Quoted passage –
'''

This is an archive of the discontinued LLVM Phabricator instance.

sanitizer_common: add deadlock detection to the Mutex2
ClosedPublic

Authored by dvyukov on Jul 22 2021, 6:50 AM.

Details

Summary
Copy internal deadlock detector from tsan to sanitizer_common
(with some cosmetic changes).
Tsan version will be deleted in subsequent changes.
This allows us to switch tsan to the sanitizer_common mutex
and remove tsan's mutex.

Diff Detail

Event Timeline

dvyukov requested review of this revision.Jul 22 2021, 6:50 AM
dvyukov created this revision.
Herald added a project: Restricted Project. · View Herald TranscriptJul 22 2021, 6:50 AM
Herald added a subscriber: Restricted Project. · View Herald Transcript
dvyukov updated this revision to Diff 360795.Jul 22 2021, 6:55 AM

re-upload in the hope that arc will auto-set dependent reviews

melver added inline comments.Jul 22 2021, 9:53 AM
compiler-rt/lib/sanitizer_common/sanitizer_mutex.cpp
58

should this be 'static constexpr' ?

'''

Stated exercise A –
Recast the records from the line containing "Could you point out the eyelash" through the end of the records as a JSON list of strings, one string per line, with blank lines omitted and the picture left out.
Stated exercise B –
Continue the code review of adding deadlock detection to Mutex2 from the point where it stops.
The code review page above and the records after it have no connection to each other.

Input material –
'''

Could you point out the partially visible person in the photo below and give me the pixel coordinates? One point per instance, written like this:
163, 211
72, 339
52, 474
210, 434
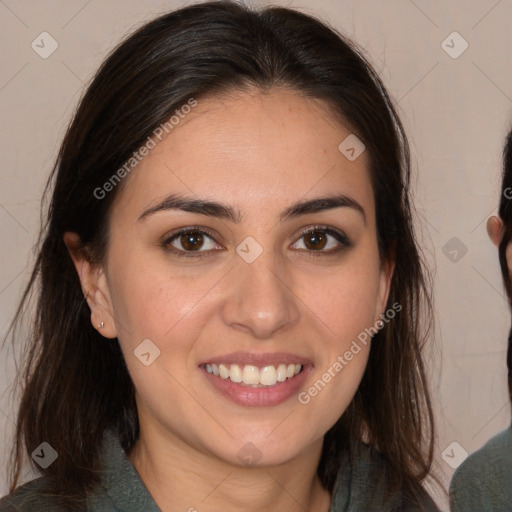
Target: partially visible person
484, 481
195, 292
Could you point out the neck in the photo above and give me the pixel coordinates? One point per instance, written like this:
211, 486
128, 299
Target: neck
180, 477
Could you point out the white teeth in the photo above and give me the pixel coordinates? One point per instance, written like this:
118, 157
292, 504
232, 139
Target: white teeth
251, 375
281, 373
223, 371
235, 373
268, 376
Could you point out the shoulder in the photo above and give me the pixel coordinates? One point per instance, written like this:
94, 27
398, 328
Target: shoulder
362, 484
34, 495
483, 479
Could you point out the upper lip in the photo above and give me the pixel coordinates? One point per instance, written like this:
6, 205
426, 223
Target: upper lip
261, 359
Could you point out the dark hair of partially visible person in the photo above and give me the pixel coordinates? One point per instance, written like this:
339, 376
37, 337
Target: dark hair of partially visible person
75, 384
505, 213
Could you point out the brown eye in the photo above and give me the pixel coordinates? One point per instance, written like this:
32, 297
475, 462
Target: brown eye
315, 240
192, 241
321, 240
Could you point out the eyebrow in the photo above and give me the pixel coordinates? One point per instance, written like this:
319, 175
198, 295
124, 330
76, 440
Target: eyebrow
220, 211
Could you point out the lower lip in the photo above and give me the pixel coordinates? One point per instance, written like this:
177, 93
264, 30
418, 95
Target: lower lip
258, 397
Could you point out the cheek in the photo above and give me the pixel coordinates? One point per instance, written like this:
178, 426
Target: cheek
343, 300
153, 302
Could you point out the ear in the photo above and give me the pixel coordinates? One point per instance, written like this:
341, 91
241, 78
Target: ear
495, 229
386, 275
94, 285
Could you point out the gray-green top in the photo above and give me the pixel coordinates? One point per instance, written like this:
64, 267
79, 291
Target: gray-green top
358, 488
483, 482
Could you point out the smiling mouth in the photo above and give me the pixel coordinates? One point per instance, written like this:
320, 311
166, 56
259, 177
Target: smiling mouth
254, 376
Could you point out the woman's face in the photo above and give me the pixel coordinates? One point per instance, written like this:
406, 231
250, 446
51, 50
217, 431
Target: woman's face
270, 275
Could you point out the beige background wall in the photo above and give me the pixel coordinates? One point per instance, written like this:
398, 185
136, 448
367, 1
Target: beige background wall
456, 112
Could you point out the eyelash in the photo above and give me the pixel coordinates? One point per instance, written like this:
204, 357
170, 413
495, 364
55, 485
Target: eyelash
338, 235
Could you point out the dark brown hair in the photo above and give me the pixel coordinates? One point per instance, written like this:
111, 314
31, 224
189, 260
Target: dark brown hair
75, 384
505, 213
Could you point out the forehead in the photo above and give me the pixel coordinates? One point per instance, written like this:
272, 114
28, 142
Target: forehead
253, 149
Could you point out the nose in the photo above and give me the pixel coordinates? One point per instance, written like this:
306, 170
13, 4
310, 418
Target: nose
260, 299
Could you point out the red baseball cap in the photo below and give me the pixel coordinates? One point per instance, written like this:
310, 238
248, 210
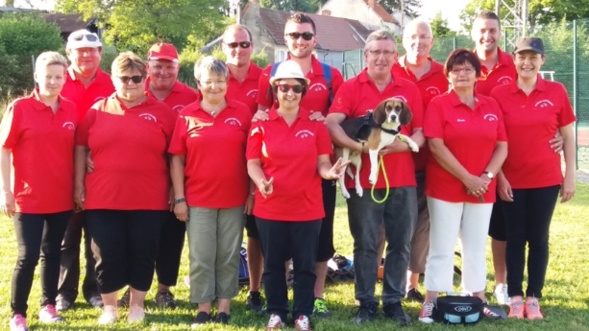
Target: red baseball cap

'''

Task result A –
[
  "Could you point out the eyelash in the photo above and give me the pixel coordinates? One point per instance, written like this:",
  "204, 357",
  "170, 413",
  "495, 364",
  "55, 485",
  "Target: eyelash",
  "338, 235",
  "Could you point out the dark brown hair in the photo above and give me the pixel coordinates? One point per instance, written like this:",
  "111, 314",
  "31, 224",
  "189, 260",
  "Target: dark brown hair",
  "75, 384",
  "505, 213",
  "Could you point out the forehead in the photo above and give me the pixel coordinates? One point per instance, written like this:",
  "272, 114",
  "28, 142",
  "Target: forehead",
  "253, 149",
  "Could you point out the nose in the photo above and give me the pixel coordinates? One point per instance, written like this:",
  "306, 170",
  "13, 4",
  "310, 418",
  "Target: nose",
  "260, 299",
  "Could you point out the red baseball cap in the photo below and give me the pixel coordinates? One point per instance, written like this:",
  "310, 238",
  "248, 210",
  "Target: red baseball cap"
]

Task result B –
Summary says: "Move internal deadlock", but the patch only adds new code

dvyukov updated this revision to Diff 360864.Jul 22 2021, 10:03 AM
dvyukov marked an inline comment as done.

s/const/static constexpr/ and update commit description

Summary says: "Move internal deadlock", but the patch only adds new code

Updated commit description

dvyukov edited the summary of this revision. (Show Details)Jul 22 2021, 10:05 AM
vitalybuka added inline comments.Jul 22 2021, 10:21 AM
compiler-rt/lib/sanitizer_common/sanitizer_mutex.cpp
76

if mutex_count == kMutexTypeMax
if (!mutex_meta[t].name) will overflow?

Why it can't just?
for (int t = 0; t < kMutexTypeMax; t++) {

dvyukov updated this revision to Diff 360876.Jul 22 2021, 10:32 AM
dvyukov edited the summary of this revision. (Show Details)

fixed CHECK_LE(mutex_count, kMutexTypeMax);

dvyukov added inline comments.Jul 22 2021, 10:35 AM
compiler-rt/lib/sanitizer_common/sanitizer_mutex.cpp
76

I guess that needed to be CHECK_LT.
The original reason for this code is that I declared:

SANITIZER_WEAK_ATTRIBUTE MutexMeta mutex_meta[] = {{}};

(array with 1 element)
but this made compilers generate some wild code because they assumed the array is const size and has 1 element. But in reality its overriden in tsan with a different size. Compilers didn't understand the intention behind the WEAK part.

Now with mutex_meta[kMutexTypeMax] we can do this.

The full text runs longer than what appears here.